Copy only those lines which run from the line containing "[point] concrete front" to the end of the entries below, both inclusive, exactly as written and with no pictures.

* _Material to process_

/---

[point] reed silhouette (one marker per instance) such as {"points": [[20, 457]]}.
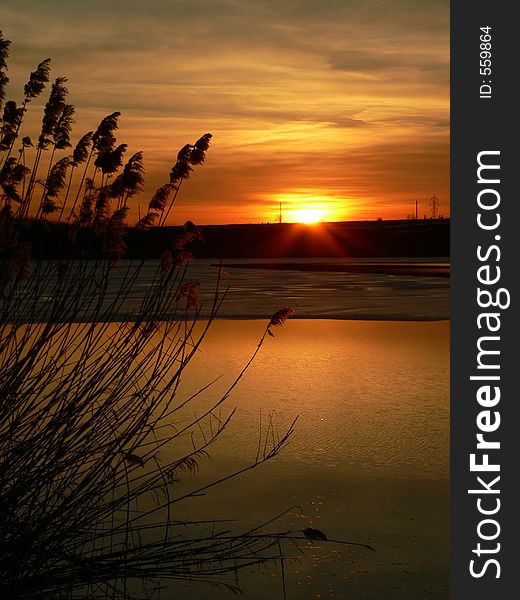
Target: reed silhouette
{"points": [[94, 433]]}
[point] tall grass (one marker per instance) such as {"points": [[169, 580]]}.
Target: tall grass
{"points": [[93, 429]]}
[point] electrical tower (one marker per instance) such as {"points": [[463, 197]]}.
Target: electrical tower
{"points": [[434, 204]]}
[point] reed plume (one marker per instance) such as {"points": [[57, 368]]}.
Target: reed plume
{"points": [[11, 121], [37, 80], [130, 181], [4, 55]]}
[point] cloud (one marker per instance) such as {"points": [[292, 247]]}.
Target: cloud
{"points": [[346, 96]]}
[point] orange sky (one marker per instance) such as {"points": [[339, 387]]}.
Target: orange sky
{"points": [[336, 106]]}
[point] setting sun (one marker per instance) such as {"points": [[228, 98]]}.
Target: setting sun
{"points": [[309, 216]]}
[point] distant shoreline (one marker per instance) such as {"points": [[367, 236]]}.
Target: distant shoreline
{"points": [[348, 239]]}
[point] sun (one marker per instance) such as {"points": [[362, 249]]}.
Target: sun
{"points": [[309, 216]]}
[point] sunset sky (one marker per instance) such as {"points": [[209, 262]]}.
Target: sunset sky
{"points": [[335, 106]]}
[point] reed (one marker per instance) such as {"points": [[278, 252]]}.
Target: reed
{"points": [[94, 433]]}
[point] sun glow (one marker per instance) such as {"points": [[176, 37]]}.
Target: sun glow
{"points": [[309, 216], [302, 207]]}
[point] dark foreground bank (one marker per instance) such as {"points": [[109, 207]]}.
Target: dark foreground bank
{"points": [[276, 240]]}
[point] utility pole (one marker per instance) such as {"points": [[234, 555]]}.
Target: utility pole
{"points": [[434, 203]]}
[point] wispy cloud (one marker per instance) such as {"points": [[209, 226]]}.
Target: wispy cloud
{"points": [[349, 97]]}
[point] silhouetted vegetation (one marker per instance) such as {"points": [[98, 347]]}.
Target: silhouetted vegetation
{"points": [[94, 435]]}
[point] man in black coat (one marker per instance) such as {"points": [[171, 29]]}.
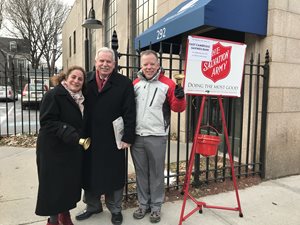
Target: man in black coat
{"points": [[110, 95]]}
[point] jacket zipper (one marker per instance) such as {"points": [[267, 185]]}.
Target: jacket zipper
{"points": [[153, 97]]}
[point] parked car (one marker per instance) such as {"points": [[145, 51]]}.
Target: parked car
{"points": [[7, 93], [32, 94]]}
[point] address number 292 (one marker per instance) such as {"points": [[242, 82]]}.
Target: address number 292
{"points": [[161, 33]]}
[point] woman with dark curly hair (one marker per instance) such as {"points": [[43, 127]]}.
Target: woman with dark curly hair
{"points": [[59, 155]]}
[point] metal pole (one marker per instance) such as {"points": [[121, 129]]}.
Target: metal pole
{"points": [[86, 44]]}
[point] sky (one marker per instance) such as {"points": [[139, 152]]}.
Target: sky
{"points": [[69, 2]]}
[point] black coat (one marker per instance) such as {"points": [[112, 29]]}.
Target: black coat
{"points": [[59, 156], [104, 163]]}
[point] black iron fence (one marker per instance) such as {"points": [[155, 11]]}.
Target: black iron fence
{"points": [[245, 116], [21, 91]]}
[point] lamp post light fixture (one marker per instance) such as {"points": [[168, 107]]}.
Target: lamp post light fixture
{"points": [[89, 23]]}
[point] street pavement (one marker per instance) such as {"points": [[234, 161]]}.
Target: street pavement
{"points": [[272, 202]]}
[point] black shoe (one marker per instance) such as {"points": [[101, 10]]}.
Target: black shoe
{"points": [[86, 214], [116, 218]]}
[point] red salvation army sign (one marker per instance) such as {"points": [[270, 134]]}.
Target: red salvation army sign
{"points": [[214, 67]]}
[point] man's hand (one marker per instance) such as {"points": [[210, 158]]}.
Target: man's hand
{"points": [[179, 93], [124, 145]]}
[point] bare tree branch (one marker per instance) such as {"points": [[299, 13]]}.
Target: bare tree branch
{"points": [[39, 22]]}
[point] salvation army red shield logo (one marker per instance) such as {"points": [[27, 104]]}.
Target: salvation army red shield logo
{"points": [[219, 66]]}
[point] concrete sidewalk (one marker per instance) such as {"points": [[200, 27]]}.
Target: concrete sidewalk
{"points": [[274, 202]]}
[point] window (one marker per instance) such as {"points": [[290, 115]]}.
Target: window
{"points": [[70, 46], [74, 41], [146, 13], [110, 21]]}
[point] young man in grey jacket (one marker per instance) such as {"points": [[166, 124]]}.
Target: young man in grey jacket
{"points": [[156, 95]]}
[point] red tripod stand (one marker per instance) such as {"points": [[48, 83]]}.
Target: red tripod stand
{"points": [[199, 204]]}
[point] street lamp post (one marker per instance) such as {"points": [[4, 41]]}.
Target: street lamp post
{"points": [[89, 23]]}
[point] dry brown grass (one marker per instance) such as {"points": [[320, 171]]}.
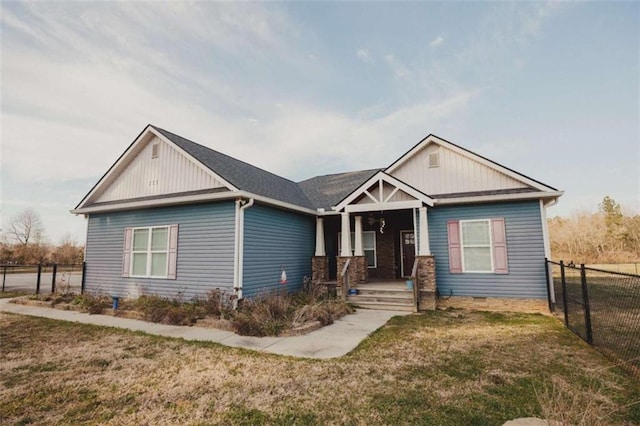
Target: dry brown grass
{"points": [[445, 368]]}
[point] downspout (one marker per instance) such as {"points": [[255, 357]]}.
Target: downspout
{"points": [[547, 245], [241, 206]]}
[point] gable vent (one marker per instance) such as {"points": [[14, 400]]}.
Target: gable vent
{"points": [[434, 160]]}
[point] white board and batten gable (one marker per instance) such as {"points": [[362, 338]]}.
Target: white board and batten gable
{"points": [[383, 192], [437, 167], [153, 166]]}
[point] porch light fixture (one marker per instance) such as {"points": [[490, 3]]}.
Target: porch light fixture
{"points": [[372, 221]]}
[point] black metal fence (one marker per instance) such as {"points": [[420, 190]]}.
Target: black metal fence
{"points": [[602, 307], [43, 278]]}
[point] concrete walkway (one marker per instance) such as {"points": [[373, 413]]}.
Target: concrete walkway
{"points": [[331, 341]]}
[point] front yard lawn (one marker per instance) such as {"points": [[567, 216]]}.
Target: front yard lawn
{"points": [[440, 368]]}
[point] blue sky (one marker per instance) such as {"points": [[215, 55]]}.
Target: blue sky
{"points": [[550, 89]]}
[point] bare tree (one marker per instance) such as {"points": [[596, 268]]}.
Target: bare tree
{"points": [[26, 227]]}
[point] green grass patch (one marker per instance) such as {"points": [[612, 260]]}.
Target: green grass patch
{"points": [[444, 368]]}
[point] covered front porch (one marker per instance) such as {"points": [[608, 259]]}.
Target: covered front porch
{"points": [[375, 241]]}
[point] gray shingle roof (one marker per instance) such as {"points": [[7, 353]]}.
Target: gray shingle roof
{"points": [[326, 191], [242, 175]]}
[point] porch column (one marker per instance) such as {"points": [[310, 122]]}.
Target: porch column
{"points": [[320, 250], [345, 242], [423, 249], [358, 248]]}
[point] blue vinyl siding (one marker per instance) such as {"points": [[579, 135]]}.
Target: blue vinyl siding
{"points": [[273, 239], [525, 251], [205, 250]]}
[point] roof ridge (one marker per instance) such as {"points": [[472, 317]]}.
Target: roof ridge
{"points": [[221, 153], [343, 173]]}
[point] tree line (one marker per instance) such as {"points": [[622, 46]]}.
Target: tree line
{"points": [[607, 236], [24, 243]]}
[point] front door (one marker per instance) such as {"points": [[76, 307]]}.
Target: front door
{"points": [[407, 251]]}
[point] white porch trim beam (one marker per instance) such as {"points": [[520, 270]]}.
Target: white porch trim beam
{"points": [[368, 194], [424, 249], [396, 189], [358, 230], [345, 235], [320, 249], [398, 205]]}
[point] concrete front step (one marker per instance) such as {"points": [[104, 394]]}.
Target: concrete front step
{"points": [[385, 307], [377, 298]]}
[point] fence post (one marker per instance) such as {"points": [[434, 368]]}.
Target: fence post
{"points": [[53, 280], [587, 309], [84, 272], [546, 272], [39, 275], [564, 294]]}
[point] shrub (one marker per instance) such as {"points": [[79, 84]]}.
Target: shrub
{"points": [[265, 315], [160, 310], [93, 304]]}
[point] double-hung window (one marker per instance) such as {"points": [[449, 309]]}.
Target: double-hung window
{"points": [[368, 246], [150, 252], [477, 245]]}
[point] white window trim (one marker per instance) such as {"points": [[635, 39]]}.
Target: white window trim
{"points": [[375, 247], [463, 246], [149, 252]]}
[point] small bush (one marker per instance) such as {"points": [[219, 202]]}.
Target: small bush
{"points": [[265, 315], [165, 311], [93, 304]]}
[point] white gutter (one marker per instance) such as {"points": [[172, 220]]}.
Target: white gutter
{"points": [[503, 197], [190, 199], [238, 260]]}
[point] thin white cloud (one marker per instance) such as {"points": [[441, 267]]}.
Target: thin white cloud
{"points": [[400, 71], [364, 56], [436, 41]]}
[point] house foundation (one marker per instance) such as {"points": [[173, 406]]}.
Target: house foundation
{"points": [[495, 304], [319, 270], [358, 271], [426, 282]]}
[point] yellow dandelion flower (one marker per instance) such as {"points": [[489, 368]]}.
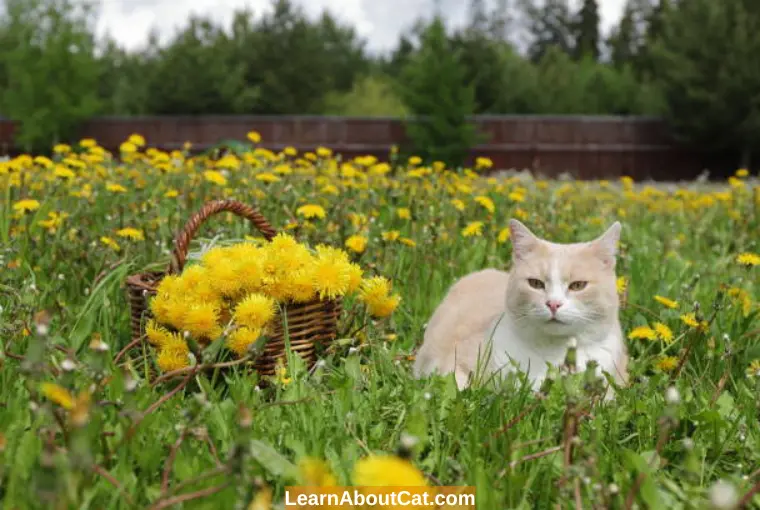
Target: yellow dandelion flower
{"points": [[483, 163], [664, 333], [486, 202], [58, 395], [255, 311], [267, 177], [666, 363], [753, 370], [131, 233], [748, 259], [110, 243], [621, 284], [157, 334], [201, 320], [690, 320], [458, 204], [403, 213], [356, 243], [310, 211], [215, 177], [241, 339], [669, 303], [331, 276], [115, 188], [170, 359], [474, 228], [386, 470], [26, 205], [315, 473], [391, 235], [643, 333]]}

\---

* _Written solution_
[point] concrete front step (one marker per instance) such as {"points": [[104, 394]]}.
Target: concrete front step
{"points": [[385, 307], [377, 298]]}
[point] fence post (one marker per instance) such as {"points": [[434, 368]]}.
Target: fence post
{"points": [[53, 280], [587, 309], [84, 272], [546, 272], [39, 275], [564, 294]]}
[point] shrub (one marker per instance) such as {"points": [[79, 84]]}.
Target: shrub
{"points": [[265, 315], [160, 310], [93, 304]]}
[point] double-hung window (one marker per instance) such as {"points": [[449, 309]]}.
Target: double-hung window
{"points": [[368, 246], [150, 252], [477, 245]]}
[point] white window trim (one marker per instance) such as {"points": [[635, 39]]}.
Target: white window trim
{"points": [[375, 247], [463, 246], [149, 252]]}
[point] small bush (one marker per instance) such as {"points": [[219, 202]]}.
Target: small bush
{"points": [[265, 315], [165, 311], [93, 304]]}
[point] white gutter (one marker per instance) such as {"points": [[172, 220]]}.
Target: white gutter
{"points": [[503, 197], [190, 199], [238, 260]]}
[point] thin white cloud (one marker per instance) such as {"points": [[441, 267]]}.
Target: thin white cloud
{"points": [[400, 71], [364, 56], [436, 41]]}
[point] house foundation (one marker per instance) such as {"points": [[173, 406]]}.
Target: house foundation
{"points": [[495, 304], [319, 270], [358, 271], [426, 282]]}
[point] yellow dandelion flower (one marker per instance) such as {"points": [[489, 368]]}.
Target: yellow dandelion flower
{"points": [[483, 163], [664, 333], [486, 202], [58, 395], [255, 311], [267, 177], [666, 363], [753, 370], [131, 233], [748, 259], [110, 243], [621, 284], [157, 334], [201, 320], [690, 320], [458, 204], [403, 213], [356, 243], [310, 211], [215, 177], [241, 339], [669, 303], [331, 276], [115, 188], [170, 359], [474, 228], [386, 470], [26, 205], [315, 473], [391, 235], [643, 333]]}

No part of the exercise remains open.